══ EXTRACTED RECORDS
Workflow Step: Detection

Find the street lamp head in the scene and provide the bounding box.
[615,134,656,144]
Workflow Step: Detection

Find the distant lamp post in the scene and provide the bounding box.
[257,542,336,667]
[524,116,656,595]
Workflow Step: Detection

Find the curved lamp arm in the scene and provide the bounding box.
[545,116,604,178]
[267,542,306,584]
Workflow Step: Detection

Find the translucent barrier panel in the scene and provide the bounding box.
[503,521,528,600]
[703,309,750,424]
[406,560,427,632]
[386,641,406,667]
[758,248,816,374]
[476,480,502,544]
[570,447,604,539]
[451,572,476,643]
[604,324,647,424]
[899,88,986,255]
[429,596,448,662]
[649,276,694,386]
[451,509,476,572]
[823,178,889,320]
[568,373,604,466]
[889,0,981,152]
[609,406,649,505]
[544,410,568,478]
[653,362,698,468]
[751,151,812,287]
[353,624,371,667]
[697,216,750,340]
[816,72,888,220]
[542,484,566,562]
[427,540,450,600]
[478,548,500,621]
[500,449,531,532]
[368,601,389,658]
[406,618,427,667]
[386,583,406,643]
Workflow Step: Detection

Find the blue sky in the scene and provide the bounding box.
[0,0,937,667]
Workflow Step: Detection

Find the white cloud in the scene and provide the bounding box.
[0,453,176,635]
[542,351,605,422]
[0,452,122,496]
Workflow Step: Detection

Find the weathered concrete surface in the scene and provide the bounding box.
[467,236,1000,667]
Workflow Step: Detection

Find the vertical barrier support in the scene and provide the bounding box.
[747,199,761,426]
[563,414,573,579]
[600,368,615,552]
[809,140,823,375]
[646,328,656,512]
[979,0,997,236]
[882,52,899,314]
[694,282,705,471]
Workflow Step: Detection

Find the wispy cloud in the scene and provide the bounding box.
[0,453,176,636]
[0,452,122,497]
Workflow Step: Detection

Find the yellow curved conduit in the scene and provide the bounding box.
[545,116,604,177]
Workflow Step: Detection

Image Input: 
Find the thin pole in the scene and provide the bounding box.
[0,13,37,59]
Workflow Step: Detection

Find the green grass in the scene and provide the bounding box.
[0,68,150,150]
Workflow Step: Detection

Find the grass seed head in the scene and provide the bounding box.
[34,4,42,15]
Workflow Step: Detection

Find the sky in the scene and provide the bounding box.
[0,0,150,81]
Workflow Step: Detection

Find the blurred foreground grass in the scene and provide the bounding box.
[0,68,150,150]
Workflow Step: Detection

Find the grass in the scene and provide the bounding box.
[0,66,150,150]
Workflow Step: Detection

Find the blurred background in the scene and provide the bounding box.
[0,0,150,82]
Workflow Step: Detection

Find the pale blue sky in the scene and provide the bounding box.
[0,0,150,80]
════
### PROBLEM REQUIREMENTS
State how many lines of the listing above contain the word "barrier", and give only the number.

### TASK SOLUTION
2